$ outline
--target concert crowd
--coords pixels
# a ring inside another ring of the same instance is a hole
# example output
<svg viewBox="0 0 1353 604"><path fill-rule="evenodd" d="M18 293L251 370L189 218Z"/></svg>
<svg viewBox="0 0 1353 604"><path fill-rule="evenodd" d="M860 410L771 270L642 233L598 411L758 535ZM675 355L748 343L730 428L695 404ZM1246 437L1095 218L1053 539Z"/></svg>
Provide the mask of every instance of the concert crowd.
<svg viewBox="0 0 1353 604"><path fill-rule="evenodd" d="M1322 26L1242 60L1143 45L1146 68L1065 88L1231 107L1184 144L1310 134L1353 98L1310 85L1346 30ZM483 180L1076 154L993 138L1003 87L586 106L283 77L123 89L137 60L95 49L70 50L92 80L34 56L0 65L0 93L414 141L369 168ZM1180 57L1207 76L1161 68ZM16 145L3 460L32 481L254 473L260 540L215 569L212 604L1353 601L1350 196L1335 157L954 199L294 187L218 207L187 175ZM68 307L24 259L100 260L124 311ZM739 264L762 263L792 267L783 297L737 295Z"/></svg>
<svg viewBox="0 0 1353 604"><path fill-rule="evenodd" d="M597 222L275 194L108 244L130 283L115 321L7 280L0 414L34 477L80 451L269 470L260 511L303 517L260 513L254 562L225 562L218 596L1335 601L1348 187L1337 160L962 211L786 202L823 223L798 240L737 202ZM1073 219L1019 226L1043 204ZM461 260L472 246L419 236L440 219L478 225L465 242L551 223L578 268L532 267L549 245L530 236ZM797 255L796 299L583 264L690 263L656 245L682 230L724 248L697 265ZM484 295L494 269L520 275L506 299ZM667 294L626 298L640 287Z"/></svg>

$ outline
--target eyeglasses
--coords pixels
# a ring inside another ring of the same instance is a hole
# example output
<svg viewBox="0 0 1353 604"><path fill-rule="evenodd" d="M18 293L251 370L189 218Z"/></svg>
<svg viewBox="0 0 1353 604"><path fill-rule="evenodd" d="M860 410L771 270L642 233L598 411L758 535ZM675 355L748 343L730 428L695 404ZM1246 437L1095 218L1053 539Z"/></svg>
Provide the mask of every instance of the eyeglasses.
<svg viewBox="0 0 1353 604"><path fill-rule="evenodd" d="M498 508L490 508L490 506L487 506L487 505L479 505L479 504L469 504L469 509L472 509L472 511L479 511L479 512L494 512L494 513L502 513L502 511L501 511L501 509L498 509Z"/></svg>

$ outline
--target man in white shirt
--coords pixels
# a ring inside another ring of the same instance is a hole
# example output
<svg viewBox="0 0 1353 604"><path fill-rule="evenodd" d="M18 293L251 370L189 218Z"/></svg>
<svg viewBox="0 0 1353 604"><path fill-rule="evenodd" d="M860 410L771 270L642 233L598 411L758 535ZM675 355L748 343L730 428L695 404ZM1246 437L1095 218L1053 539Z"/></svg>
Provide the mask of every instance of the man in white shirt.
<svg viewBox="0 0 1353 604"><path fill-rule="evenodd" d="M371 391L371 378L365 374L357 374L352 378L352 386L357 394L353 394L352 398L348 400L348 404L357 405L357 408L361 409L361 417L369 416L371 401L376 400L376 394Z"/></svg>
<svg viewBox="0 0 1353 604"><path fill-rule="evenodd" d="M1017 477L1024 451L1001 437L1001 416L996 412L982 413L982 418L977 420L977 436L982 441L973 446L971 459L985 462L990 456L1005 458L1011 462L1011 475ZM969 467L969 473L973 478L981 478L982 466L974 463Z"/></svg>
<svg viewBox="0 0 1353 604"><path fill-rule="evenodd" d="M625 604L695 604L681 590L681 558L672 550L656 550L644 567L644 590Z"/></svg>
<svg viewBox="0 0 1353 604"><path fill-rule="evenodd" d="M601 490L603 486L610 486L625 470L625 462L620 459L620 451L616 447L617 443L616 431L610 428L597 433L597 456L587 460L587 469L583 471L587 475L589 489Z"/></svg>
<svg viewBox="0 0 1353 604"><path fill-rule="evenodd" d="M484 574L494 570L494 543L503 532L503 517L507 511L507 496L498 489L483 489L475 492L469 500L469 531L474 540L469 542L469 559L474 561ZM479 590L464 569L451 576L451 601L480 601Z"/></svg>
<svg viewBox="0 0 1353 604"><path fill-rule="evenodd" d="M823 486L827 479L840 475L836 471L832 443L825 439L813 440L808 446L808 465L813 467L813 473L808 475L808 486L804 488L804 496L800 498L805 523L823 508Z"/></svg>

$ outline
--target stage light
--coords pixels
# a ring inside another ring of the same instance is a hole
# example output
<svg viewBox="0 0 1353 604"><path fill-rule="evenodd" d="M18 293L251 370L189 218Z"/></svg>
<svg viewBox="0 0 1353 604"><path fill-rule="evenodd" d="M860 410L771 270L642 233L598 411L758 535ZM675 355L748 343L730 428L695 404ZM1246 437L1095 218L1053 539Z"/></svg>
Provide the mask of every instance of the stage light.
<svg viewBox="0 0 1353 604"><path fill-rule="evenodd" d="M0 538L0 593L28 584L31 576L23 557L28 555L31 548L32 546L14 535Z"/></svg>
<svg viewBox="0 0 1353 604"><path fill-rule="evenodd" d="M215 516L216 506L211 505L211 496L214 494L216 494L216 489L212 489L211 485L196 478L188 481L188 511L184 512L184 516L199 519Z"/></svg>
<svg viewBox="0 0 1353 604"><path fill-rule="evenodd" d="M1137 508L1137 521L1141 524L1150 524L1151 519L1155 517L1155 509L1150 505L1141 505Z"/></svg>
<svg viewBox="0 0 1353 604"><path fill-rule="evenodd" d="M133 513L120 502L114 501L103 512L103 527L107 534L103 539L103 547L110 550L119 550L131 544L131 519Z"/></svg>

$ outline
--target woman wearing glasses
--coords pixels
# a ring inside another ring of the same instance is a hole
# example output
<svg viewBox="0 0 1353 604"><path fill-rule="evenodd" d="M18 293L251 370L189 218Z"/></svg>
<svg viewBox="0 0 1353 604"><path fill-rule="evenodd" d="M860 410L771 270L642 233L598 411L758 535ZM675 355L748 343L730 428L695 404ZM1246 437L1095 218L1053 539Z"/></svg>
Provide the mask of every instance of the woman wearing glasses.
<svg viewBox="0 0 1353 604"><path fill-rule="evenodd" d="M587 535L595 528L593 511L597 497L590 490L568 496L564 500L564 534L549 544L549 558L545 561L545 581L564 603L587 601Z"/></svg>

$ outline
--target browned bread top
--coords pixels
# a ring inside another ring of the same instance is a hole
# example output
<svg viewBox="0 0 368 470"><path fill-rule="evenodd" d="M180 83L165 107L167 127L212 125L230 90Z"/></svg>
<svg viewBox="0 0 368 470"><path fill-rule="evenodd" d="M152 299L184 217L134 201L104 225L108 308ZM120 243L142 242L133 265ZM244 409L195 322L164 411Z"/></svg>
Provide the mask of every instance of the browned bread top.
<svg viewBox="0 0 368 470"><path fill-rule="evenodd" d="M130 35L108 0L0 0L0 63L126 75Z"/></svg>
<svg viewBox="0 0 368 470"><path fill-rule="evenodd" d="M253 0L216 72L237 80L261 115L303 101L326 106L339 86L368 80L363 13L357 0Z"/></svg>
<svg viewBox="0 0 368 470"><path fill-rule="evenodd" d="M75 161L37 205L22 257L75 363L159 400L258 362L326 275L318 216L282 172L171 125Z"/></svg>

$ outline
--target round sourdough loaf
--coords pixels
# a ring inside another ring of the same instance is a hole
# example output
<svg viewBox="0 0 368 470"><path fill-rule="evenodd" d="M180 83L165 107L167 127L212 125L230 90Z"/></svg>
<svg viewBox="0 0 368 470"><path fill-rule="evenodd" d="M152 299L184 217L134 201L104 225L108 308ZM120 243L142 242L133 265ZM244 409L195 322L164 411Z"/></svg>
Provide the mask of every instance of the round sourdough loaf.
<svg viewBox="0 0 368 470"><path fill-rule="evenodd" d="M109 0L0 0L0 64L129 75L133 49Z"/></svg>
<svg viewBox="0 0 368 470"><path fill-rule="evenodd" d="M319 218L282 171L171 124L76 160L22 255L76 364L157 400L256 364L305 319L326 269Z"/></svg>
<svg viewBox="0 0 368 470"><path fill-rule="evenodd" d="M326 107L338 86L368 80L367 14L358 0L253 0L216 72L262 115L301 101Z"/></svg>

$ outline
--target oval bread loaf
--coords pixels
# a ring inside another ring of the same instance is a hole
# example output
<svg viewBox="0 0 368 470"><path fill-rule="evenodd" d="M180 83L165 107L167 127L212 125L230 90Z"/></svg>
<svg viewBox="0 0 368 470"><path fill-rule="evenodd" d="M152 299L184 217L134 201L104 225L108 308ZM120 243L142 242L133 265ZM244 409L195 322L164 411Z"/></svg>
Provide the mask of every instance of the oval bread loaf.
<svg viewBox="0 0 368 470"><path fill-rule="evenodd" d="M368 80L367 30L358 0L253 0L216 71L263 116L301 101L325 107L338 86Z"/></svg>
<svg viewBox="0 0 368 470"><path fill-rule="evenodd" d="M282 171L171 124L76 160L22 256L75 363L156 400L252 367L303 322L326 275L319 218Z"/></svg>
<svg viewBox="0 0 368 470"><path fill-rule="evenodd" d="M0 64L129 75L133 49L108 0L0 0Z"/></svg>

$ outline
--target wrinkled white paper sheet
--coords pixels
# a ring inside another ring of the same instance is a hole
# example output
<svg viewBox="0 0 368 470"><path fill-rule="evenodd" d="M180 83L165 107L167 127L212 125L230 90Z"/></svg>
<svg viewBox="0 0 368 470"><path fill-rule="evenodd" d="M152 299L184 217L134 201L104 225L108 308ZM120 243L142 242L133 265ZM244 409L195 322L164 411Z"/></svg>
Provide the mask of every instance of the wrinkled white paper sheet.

──────────────────────────────

What you are asked to do - Rewrite the stretch from the start of the rows through the line containing "Provide the mask of every instance of the concert", replacing "concert crowd" with "festival audience" and leaving everything else unchanged.

Output for this task -
$ outline
--target festival audience
--coords pixels
# a ring inside another ring of the same instance is a hole
# example output
<svg viewBox="0 0 1353 604"><path fill-rule="evenodd" d="M18 293L251 370L189 218Z"/></svg>
<svg viewBox="0 0 1353 604"><path fill-rule="evenodd" d="M860 410L771 270L642 233L598 411L758 535ZM675 355L748 343L730 428L695 404ZM1246 437L1095 218L1053 539Z"/></svg>
Provide the mask of every instance of the festival audience.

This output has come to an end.